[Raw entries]

+--

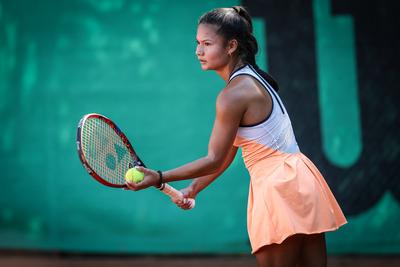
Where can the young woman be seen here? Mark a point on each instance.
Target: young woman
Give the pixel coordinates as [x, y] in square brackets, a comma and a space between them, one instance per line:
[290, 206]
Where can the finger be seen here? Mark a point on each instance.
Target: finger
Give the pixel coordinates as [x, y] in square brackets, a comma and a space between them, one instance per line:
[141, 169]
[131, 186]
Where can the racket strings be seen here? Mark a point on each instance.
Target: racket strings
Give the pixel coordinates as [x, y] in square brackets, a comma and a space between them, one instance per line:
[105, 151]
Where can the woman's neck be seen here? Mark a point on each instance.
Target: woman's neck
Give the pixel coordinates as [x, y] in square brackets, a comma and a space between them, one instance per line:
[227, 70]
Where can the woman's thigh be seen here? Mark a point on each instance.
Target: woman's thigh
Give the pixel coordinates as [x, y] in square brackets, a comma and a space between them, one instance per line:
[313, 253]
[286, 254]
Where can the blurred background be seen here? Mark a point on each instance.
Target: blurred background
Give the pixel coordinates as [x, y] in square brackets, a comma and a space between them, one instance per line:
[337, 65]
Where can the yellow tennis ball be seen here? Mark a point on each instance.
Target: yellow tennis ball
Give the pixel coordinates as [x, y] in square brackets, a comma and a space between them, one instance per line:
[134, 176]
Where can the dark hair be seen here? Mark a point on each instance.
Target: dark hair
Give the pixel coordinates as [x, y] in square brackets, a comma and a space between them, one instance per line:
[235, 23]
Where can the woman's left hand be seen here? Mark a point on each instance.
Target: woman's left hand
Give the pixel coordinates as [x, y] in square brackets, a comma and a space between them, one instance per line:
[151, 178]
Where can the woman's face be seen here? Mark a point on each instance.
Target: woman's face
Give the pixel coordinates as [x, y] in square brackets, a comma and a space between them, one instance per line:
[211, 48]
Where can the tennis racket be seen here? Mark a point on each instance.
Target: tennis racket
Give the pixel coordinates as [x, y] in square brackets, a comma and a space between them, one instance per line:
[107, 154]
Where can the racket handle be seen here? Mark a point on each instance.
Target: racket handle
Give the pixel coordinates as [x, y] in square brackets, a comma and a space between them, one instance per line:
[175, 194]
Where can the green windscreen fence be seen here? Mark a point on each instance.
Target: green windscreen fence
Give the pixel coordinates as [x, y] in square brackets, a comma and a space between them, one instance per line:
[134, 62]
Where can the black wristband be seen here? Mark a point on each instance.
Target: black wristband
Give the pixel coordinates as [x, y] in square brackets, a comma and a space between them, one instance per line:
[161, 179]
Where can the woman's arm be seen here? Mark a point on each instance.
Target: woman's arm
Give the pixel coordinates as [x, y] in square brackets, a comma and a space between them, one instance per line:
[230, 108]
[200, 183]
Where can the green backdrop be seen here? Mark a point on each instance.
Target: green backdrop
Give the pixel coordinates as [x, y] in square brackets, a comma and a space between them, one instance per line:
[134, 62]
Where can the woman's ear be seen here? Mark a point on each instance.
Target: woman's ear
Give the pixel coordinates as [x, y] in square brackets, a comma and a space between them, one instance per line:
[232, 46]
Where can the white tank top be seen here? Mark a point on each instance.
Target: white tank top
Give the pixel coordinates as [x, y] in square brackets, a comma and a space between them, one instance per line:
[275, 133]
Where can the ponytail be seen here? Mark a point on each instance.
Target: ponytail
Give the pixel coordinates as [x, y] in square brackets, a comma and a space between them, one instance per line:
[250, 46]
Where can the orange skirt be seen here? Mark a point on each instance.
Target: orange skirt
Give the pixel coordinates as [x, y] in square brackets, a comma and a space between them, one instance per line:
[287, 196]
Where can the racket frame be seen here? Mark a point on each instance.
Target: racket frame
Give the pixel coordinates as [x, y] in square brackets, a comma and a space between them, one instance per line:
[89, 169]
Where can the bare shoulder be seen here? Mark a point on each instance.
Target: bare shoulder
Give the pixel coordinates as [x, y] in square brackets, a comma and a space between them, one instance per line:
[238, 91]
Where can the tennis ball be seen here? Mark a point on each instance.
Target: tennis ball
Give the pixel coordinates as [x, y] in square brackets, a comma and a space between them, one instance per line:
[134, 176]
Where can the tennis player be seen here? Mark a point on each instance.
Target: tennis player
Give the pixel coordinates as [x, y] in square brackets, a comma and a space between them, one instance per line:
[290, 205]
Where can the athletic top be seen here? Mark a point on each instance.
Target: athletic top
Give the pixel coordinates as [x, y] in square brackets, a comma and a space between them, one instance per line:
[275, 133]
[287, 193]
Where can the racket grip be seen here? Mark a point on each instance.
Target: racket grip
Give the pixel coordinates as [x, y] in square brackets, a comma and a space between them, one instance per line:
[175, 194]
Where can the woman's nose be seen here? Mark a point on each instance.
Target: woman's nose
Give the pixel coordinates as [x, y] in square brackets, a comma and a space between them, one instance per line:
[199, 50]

+--

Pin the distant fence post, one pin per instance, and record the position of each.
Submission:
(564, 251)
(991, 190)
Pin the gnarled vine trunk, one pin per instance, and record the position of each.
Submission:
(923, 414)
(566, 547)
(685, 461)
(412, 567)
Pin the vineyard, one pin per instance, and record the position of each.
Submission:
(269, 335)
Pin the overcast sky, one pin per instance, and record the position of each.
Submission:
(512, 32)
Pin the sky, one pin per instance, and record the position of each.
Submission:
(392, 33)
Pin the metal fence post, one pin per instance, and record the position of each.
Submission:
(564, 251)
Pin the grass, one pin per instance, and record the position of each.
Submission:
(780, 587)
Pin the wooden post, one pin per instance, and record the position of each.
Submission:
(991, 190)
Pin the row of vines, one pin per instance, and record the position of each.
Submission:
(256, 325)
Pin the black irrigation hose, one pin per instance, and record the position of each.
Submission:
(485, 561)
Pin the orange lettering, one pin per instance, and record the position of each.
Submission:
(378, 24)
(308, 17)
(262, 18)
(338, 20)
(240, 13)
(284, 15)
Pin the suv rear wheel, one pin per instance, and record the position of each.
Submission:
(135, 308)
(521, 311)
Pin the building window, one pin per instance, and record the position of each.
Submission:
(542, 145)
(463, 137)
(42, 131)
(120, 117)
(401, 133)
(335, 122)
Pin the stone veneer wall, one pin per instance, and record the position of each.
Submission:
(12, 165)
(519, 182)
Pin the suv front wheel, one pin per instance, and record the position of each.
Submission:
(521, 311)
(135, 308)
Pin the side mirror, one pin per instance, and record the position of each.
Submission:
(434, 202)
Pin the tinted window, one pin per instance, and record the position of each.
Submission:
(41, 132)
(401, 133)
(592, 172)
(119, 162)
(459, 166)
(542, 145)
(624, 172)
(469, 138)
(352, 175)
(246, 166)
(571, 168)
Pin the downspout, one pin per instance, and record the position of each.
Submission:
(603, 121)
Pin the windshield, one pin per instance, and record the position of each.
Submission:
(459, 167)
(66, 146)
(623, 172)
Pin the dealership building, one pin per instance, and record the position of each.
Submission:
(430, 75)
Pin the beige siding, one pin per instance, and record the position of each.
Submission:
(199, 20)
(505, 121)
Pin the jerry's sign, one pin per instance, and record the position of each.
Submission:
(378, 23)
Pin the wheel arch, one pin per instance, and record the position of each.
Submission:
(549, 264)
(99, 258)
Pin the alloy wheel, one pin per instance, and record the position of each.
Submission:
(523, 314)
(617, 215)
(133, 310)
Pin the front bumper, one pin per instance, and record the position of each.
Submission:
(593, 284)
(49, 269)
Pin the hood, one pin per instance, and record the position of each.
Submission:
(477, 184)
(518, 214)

+--

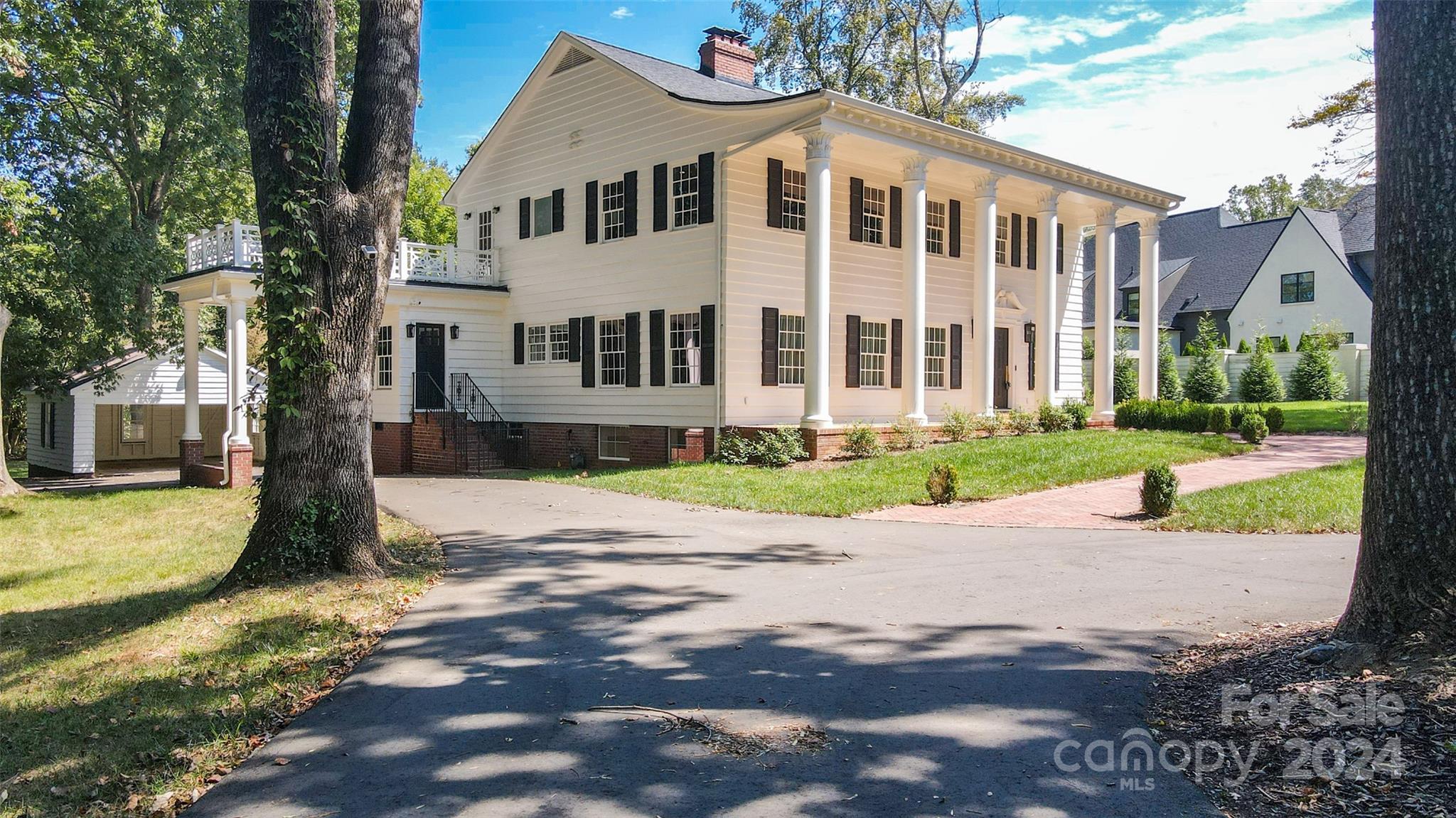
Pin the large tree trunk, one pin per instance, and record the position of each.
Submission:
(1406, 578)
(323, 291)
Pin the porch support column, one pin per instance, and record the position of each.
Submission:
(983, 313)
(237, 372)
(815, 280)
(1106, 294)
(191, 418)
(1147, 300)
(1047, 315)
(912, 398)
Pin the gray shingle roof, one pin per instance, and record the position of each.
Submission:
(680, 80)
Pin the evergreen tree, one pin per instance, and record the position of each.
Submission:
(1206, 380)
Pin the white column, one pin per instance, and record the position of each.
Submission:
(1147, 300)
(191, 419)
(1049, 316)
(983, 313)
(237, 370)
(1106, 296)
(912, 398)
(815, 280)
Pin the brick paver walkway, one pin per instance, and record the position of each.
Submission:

+--

## Exercise instructions
Locate each line of the entries that contains the string "yellow" and copy those lines out. Treat the match as case-sensitive.

## Solution below
Where can the yellow tennis ball be seen here? Mark a point on each instance.
Target: yellow tennis ball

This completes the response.